[Start]
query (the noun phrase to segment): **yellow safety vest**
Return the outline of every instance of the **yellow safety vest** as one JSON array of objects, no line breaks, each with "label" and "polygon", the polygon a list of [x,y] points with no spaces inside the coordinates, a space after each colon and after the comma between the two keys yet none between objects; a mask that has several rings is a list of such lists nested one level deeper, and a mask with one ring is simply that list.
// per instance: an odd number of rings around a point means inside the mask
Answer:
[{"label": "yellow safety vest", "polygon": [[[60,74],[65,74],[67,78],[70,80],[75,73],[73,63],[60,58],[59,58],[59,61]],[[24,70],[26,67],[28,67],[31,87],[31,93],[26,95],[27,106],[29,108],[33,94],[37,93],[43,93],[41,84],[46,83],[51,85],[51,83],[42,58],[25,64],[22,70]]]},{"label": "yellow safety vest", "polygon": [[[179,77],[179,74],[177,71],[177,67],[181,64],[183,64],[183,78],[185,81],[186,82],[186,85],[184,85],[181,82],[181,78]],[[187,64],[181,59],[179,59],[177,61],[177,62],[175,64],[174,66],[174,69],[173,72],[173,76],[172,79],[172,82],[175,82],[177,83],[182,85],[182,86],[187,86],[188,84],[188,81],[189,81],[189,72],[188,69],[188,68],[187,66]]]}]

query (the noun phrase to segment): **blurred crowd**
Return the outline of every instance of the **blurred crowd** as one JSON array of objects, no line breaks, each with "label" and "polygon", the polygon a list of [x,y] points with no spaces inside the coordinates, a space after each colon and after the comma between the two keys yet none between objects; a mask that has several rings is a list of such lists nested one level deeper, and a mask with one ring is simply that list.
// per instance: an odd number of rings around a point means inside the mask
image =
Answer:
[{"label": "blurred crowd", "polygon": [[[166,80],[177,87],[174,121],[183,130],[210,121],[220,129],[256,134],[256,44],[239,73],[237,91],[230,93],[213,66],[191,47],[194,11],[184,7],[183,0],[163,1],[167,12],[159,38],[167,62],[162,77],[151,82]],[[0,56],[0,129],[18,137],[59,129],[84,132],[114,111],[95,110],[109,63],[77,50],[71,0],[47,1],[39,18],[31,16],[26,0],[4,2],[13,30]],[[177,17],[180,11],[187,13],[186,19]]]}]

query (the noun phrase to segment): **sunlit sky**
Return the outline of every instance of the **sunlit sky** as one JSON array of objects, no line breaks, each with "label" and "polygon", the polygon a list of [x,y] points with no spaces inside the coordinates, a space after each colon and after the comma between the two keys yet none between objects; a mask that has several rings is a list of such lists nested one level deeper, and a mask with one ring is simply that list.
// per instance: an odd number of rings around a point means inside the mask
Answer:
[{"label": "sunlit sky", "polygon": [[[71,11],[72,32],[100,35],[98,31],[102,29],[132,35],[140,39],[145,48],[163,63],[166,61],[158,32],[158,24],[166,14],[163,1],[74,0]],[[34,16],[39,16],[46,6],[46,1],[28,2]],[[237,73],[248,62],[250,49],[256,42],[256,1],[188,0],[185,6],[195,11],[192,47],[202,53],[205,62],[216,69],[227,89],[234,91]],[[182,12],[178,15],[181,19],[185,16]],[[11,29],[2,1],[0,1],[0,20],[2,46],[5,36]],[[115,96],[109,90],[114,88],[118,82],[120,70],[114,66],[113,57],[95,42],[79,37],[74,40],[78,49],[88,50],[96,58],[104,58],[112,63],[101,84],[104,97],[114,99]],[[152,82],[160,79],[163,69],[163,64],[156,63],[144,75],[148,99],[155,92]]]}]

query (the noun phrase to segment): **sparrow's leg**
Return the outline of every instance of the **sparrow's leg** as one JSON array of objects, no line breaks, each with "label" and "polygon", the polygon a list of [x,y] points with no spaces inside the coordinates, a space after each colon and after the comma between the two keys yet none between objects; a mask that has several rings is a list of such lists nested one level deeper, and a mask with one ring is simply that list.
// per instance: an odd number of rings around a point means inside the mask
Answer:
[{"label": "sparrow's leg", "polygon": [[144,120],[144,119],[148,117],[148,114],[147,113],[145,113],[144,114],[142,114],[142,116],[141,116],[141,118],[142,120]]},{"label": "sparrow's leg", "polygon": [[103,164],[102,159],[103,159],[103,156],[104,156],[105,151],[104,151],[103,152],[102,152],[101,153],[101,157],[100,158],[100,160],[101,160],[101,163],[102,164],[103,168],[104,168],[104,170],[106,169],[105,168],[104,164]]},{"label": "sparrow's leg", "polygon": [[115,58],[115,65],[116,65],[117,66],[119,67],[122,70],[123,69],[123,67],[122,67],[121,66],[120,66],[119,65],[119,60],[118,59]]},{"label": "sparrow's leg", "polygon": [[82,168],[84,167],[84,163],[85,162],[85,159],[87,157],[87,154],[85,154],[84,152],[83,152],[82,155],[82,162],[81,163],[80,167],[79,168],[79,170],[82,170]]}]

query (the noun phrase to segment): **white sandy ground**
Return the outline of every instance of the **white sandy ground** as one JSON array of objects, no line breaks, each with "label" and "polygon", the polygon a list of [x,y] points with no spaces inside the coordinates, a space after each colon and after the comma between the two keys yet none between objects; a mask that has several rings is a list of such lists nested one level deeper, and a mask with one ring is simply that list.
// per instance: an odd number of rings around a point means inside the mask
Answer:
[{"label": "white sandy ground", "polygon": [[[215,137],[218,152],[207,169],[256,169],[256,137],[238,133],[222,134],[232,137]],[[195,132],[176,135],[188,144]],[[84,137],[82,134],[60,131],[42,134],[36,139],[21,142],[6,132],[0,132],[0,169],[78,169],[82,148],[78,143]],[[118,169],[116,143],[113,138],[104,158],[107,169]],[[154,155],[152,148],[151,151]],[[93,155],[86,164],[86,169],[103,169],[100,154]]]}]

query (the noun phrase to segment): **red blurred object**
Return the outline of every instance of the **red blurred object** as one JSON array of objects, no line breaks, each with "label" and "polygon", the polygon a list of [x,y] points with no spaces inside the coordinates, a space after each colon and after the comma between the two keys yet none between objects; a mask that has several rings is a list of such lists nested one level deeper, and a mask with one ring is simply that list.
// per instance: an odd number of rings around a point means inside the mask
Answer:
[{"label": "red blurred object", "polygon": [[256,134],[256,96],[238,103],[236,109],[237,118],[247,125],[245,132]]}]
[End]
### Exercise
In the data above, starting at the line containing "query (the noun phrase to segment): **white" and ending at the line containing "Return the outline of every instance of the **white", change "white sandy ground" to "gray gravel path" and return only those lines, with everything else left as it is.

### Answer to this problem
query (the noun phrase to segment): **gray gravel path**
Return the outline of every instance of the **gray gravel path** as one JSON array of objects, no line breaks, each with "label" and "polygon", the polygon a list of [x,y] points with no spaces inside the coordinates, a space after each colon and after the comma between the two keys yet none between objects; a mask that has several rings is a list of such lists nested one level deeper, and a mask with one ring is simply that list.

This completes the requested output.